# OBJECTIVE
Reproduce word for word the entire record below on the demand for computer literacy among librarians, from its first line to its last.

# ARTICLE

--------------------

Department / Program:Library Science and Information Science
Discipline:Library Science and Information Science
Degree Granting Institution:University of Illinois at Urbana-Champaign
Subject(s):Library Science
Information Science
Abstract:Computer applications have changed in many aspects the ways by which libraries provide their services. As a result, computer literacy has gradually become an important competency for librarians in many positions. This study investigates the market change regarding the demand for computer literacy for librarians in academic and public libraries from 1974 to 1989. The main focus of the study includes: (1) trace the growth and changes over time in the demand for computer literate librarians in different position types; and (2) identify the basic elements for qualifying librarians of different positions to be functionally computer literate and the changes of such elements over time.
The study collects data from 3,125 job advertisements published in American Libraries in 1974, 1979, 1984, and 1989 for full-time professional librarian positions in academic and public libraries. Among them, 2,091 were from academic libraries, and 1,034 from public libraries. Content analysis is applied to each advertisement to determine whether or not the position demanded computer-related competencies, and if so, what particular competencies were specified. Information on library type, position type, job title, institution name, etc. was also gathered from the advertisements while the data about size of library were collected from the American Library Directory. The data were analyzed and tested against a set of proposed hypotheses.

--------------------

# DATA SUPPLIED
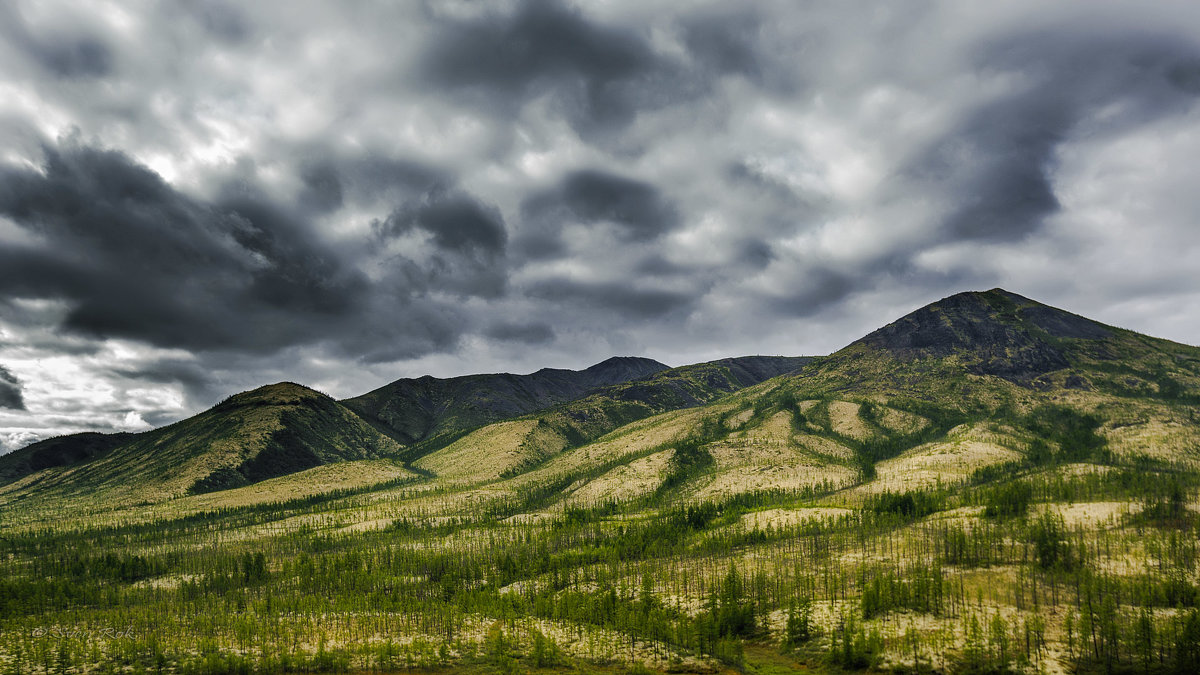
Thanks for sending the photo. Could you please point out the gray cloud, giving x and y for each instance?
(636, 209)
(1001, 156)
(217, 195)
(525, 333)
(67, 52)
(10, 390)
(594, 71)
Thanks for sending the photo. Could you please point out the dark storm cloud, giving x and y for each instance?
(637, 209)
(10, 390)
(595, 71)
(1000, 159)
(66, 53)
(468, 238)
(222, 21)
(136, 258)
(612, 297)
(525, 333)
(448, 185)
(330, 181)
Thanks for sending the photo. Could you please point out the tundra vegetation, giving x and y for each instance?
(987, 485)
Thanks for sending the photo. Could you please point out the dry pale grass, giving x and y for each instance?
(486, 453)
(736, 422)
(899, 422)
(768, 457)
(1163, 440)
(627, 482)
(844, 420)
(790, 517)
(940, 463)
(1091, 514)
(658, 431)
(823, 447)
(805, 406)
(316, 481)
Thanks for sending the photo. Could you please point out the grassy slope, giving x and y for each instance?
(430, 408)
(793, 482)
(250, 437)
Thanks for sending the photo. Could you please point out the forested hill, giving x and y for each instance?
(415, 410)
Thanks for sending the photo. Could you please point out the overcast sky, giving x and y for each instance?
(201, 197)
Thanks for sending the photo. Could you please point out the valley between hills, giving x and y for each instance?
(987, 484)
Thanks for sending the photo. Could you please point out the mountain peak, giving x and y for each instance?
(995, 332)
(281, 393)
(615, 370)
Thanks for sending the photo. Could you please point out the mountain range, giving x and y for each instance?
(971, 365)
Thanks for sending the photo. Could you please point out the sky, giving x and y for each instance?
(202, 197)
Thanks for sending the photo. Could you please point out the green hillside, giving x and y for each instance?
(270, 431)
(427, 408)
(984, 485)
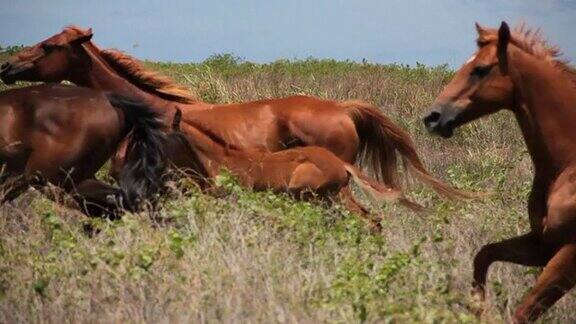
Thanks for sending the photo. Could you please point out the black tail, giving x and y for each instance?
(142, 176)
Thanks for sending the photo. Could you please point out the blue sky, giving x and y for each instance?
(427, 31)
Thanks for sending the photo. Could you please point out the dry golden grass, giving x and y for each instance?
(257, 257)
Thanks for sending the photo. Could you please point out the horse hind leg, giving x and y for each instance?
(525, 250)
(555, 280)
(97, 199)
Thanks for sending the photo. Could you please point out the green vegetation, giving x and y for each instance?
(260, 257)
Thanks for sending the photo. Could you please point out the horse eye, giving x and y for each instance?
(481, 70)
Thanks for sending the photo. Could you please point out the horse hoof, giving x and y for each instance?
(478, 293)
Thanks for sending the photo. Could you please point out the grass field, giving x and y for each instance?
(259, 257)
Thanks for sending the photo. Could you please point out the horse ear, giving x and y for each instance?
(176, 120)
(86, 36)
(479, 28)
(503, 41)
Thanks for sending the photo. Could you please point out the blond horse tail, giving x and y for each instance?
(380, 138)
(378, 191)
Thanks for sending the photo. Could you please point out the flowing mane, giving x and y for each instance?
(534, 43)
(131, 69)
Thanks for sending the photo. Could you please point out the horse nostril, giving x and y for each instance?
(432, 118)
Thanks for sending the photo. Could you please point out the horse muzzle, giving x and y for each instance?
(10, 71)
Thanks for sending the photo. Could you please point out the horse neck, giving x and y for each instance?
(545, 110)
(98, 74)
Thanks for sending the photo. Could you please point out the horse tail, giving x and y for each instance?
(380, 138)
(142, 176)
(379, 192)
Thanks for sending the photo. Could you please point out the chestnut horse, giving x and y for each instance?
(300, 171)
(520, 72)
(62, 135)
(349, 129)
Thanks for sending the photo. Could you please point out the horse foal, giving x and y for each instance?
(303, 172)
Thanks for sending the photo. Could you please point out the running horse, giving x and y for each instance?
(519, 71)
(349, 129)
(62, 135)
(303, 172)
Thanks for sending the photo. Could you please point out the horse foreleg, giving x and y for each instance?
(97, 199)
(525, 250)
(117, 160)
(13, 187)
(558, 277)
(353, 205)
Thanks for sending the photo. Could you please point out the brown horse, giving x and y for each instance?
(520, 72)
(62, 135)
(301, 171)
(349, 129)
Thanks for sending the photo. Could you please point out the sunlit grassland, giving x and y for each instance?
(259, 257)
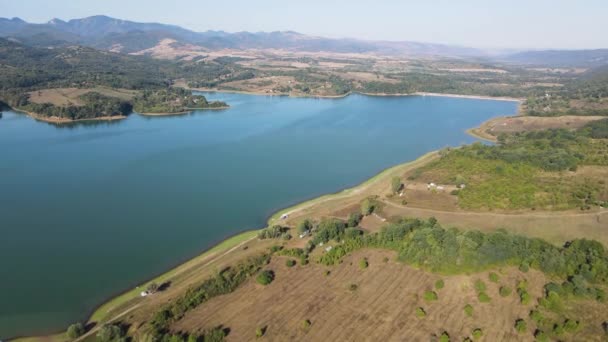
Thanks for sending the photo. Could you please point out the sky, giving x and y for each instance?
(531, 24)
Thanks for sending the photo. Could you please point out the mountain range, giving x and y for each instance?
(106, 33)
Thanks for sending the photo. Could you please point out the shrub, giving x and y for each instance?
(536, 316)
(541, 336)
(468, 310)
(396, 184)
(480, 286)
(430, 296)
(354, 219)
(477, 333)
(367, 206)
(304, 226)
(524, 297)
(504, 291)
(75, 330)
(265, 277)
(558, 329)
(521, 326)
(260, 331)
(483, 297)
(571, 325)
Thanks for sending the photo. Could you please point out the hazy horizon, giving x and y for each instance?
(480, 24)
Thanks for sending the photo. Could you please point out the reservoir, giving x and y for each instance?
(91, 209)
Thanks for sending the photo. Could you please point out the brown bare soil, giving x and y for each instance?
(67, 96)
(492, 128)
(382, 308)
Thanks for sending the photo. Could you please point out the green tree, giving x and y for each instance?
(75, 330)
(265, 277)
(430, 296)
(468, 310)
(367, 207)
(396, 184)
(260, 331)
(304, 226)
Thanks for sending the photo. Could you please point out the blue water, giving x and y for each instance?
(89, 210)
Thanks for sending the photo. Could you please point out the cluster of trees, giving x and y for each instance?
(171, 100)
(96, 105)
(224, 282)
(510, 175)
(427, 245)
(273, 232)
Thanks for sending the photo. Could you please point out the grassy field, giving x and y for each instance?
(65, 96)
(382, 307)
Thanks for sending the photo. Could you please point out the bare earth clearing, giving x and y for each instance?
(382, 308)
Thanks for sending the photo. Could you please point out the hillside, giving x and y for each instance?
(110, 33)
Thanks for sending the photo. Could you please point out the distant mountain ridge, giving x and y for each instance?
(105, 33)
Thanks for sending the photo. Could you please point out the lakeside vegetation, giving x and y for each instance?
(172, 100)
(581, 266)
(526, 170)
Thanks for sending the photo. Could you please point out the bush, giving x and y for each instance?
(265, 277)
(75, 330)
(524, 297)
(260, 331)
(541, 336)
(536, 316)
(430, 296)
(571, 325)
(468, 310)
(354, 219)
(483, 297)
(521, 326)
(480, 286)
(477, 333)
(367, 206)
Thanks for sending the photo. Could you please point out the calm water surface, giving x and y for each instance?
(89, 210)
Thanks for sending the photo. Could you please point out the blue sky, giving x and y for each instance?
(484, 24)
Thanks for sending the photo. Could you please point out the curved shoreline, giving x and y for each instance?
(462, 96)
(228, 244)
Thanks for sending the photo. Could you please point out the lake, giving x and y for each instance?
(92, 209)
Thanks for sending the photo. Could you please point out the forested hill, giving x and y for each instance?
(25, 69)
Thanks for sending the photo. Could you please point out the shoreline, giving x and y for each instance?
(189, 110)
(58, 120)
(259, 93)
(228, 244)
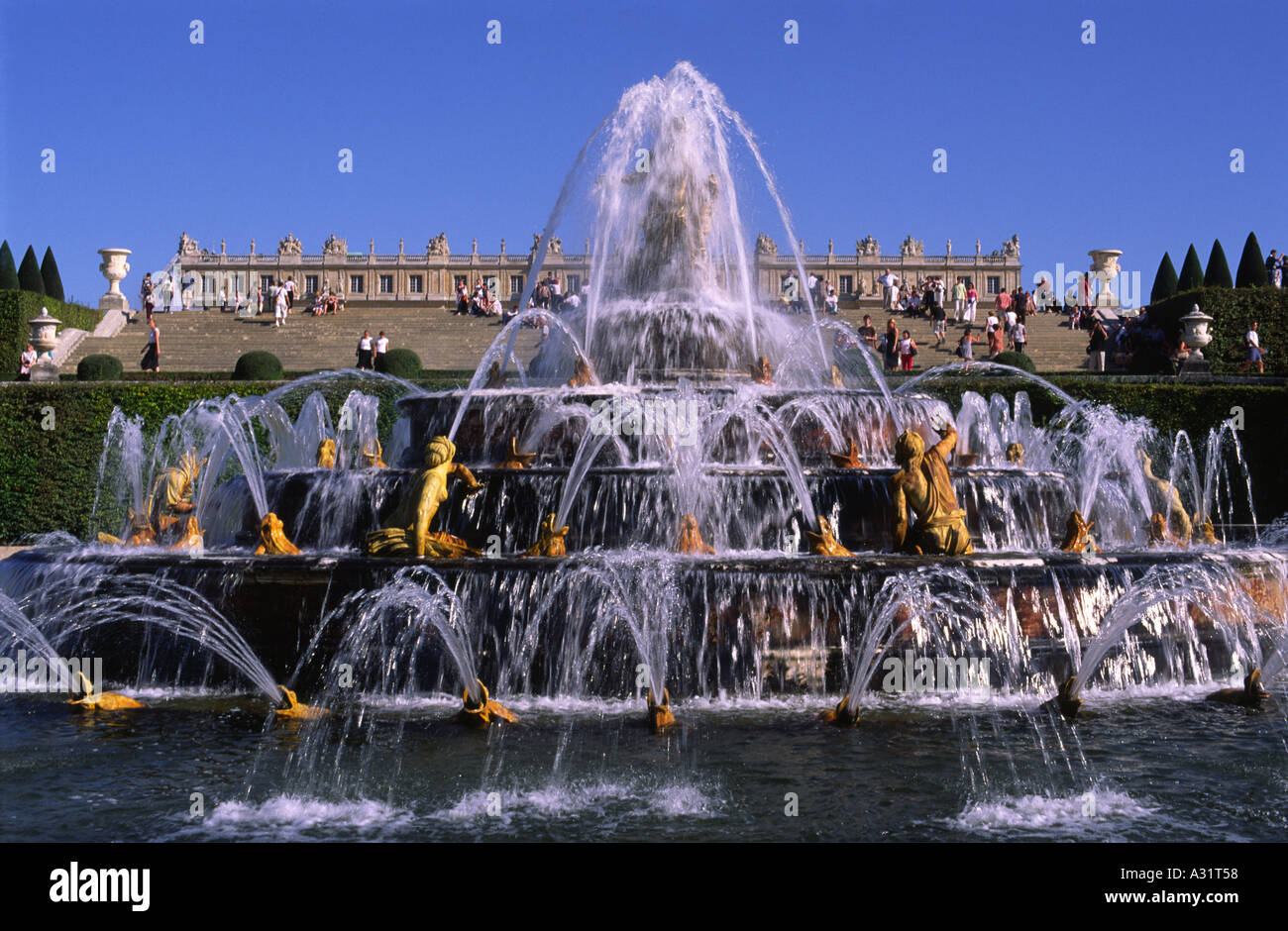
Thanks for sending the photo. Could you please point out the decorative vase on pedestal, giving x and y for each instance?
(114, 268)
(44, 339)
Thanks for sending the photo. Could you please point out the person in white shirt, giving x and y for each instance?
(279, 305)
(1254, 356)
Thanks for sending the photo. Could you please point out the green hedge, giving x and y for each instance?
(1233, 312)
(20, 307)
(402, 363)
(258, 365)
(99, 367)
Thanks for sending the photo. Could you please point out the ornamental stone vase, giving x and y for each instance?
(114, 268)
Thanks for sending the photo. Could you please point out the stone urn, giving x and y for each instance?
(1197, 335)
(44, 339)
(114, 268)
(1104, 268)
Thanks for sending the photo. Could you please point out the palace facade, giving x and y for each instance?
(429, 277)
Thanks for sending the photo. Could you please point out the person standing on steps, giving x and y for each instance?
(366, 346)
(153, 351)
(281, 303)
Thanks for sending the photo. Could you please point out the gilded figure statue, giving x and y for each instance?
(326, 454)
(407, 532)
(691, 539)
(849, 459)
(271, 539)
(550, 540)
(1167, 501)
(1077, 535)
(922, 483)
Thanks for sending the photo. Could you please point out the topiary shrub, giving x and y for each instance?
(258, 365)
(99, 367)
(402, 363)
(1016, 361)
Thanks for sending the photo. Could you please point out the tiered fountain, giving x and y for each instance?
(684, 493)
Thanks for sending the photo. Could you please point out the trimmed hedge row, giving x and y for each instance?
(20, 307)
(52, 434)
(1233, 312)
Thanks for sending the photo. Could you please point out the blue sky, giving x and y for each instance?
(1125, 143)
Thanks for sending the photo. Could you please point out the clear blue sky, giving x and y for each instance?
(1125, 143)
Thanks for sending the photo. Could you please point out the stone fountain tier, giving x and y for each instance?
(794, 612)
(554, 420)
(737, 507)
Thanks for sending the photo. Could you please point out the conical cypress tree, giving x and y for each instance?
(1192, 271)
(1252, 265)
(1219, 269)
(29, 273)
(8, 270)
(50, 274)
(1164, 282)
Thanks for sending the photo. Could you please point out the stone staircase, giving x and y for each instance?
(1051, 346)
(209, 340)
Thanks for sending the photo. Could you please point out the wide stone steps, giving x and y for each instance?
(207, 340)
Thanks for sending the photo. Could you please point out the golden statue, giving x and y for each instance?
(191, 537)
(1252, 694)
(295, 708)
(923, 484)
(1077, 535)
(102, 700)
(691, 539)
(849, 459)
(484, 712)
(1166, 497)
(374, 456)
(823, 544)
(271, 539)
(515, 459)
(841, 715)
(763, 372)
(581, 373)
(408, 532)
(660, 716)
(550, 541)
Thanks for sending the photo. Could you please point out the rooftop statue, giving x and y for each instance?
(438, 246)
(407, 532)
(922, 483)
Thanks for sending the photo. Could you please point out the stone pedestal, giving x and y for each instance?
(1104, 268)
(44, 340)
(114, 268)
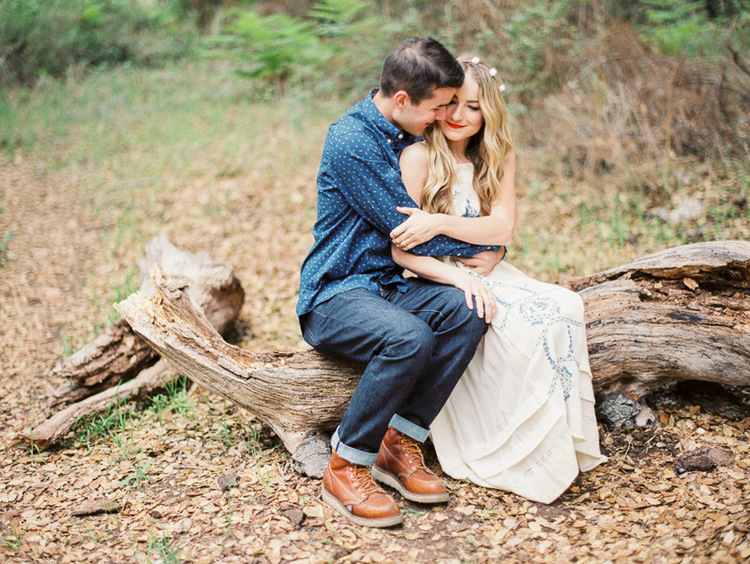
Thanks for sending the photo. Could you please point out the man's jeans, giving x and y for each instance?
(416, 345)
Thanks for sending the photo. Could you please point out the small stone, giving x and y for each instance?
(228, 481)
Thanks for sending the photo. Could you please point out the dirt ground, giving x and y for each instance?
(161, 471)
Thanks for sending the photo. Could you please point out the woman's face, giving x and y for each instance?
(464, 117)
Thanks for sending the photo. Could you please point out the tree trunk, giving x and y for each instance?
(118, 354)
(683, 313)
(639, 317)
(680, 314)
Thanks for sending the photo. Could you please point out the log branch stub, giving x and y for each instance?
(119, 354)
(297, 394)
(681, 314)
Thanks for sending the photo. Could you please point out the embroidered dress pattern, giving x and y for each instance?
(522, 417)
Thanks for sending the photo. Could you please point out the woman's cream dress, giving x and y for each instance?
(522, 417)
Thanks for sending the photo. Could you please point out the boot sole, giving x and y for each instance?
(377, 522)
(389, 479)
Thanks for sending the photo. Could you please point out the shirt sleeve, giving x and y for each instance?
(373, 188)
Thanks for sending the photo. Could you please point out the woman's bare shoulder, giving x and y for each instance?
(415, 155)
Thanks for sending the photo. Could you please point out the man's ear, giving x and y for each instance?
(401, 99)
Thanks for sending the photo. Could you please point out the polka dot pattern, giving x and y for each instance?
(359, 187)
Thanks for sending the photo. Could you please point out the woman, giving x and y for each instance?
(522, 417)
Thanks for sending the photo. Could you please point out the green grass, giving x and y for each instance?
(135, 138)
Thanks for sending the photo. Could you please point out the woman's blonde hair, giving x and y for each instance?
(487, 149)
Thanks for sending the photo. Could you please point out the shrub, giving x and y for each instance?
(43, 37)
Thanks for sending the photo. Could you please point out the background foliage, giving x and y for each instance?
(626, 108)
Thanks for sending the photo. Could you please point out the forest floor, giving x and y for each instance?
(159, 464)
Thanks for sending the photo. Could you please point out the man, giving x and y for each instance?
(416, 337)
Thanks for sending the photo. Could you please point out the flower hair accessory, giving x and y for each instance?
(492, 71)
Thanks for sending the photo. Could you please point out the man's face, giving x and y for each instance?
(414, 119)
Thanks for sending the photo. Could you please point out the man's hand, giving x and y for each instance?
(483, 262)
(418, 228)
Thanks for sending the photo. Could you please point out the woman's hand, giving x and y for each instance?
(483, 262)
(476, 292)
(418, 228)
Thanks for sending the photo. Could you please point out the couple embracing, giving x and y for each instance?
(490, 363)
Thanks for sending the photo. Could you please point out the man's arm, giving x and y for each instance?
(373, 187)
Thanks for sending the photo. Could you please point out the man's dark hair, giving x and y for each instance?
(419, 66)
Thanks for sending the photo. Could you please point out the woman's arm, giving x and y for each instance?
(494, 229)
(432, 269)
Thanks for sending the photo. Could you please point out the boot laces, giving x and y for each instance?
(413, 452)
(363, 479)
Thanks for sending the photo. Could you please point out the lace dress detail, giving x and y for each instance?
(522, 416)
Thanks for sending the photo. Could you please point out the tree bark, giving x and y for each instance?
(296, 394)
(680, 314)
(118, 354)
(683, 313)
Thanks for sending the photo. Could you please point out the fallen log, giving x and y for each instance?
(121, 366)
(680, 314)
(683, 313)
(638, 316)
(119, 354)
(296, 394)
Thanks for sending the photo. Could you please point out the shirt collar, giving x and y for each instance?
(397, 138)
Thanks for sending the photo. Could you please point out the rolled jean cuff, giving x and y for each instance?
(409, 429)
(353, 455)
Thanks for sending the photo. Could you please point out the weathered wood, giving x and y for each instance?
(118, 354)
(59, 425)
(681, 314)
(296, 394)
(636, 336)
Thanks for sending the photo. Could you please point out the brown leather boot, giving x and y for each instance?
(400, 464)
(350, 490)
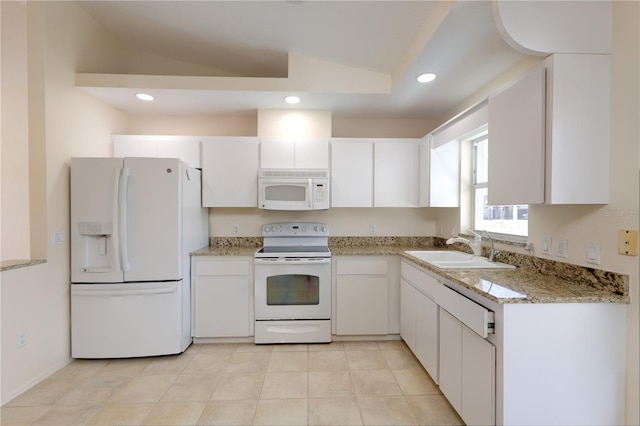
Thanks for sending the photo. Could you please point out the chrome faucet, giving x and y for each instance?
(476, 245)
(493, 252)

--------------------

# RESULT FOR THIS TASK
Department / Program:Library Science and Information Science
Discipline:Library Science and Information Science
Degree Granting Institution:University of Illinois at Urbana-Champaign
Subject(s):Library Science
Information Science
Abstract:Computer applications have changed in many aspects the ways by which libraries provide their services. As a result, computer literacy has gradually become an important competency for librarians in many positions. This study investigates the market change regarding the demand for computer literacy for librarians in academic and public libraries from 1974 to 1989. The main focus of the study includes: (1) trace the growth and changes over time in the demand for computer literate librarians in different position types; and (2) identify the basic elements for qualifying librarians of different positions to be functionally computer literate and the changes of such elements over time.
The study collects data from 3,125 job advertisements published in American Libraries in 1974, 1979, 1984, and 1989 for full-time professional librarian positions in academic and public libraries. Among them, 2,091 were from academic libraries, and 1,034 from public libraries. Content analysis is applied to each advertisement to determine whether or not the position demanded computer-related competencies, and if so, what particular competencies were specified. Information on library type, position type, job title, institution name, etc. was also gathered from the advertisements while the data about size of library were collected from the American Library Directory. The data were analyzed and tested against a set of proposed hypotheses.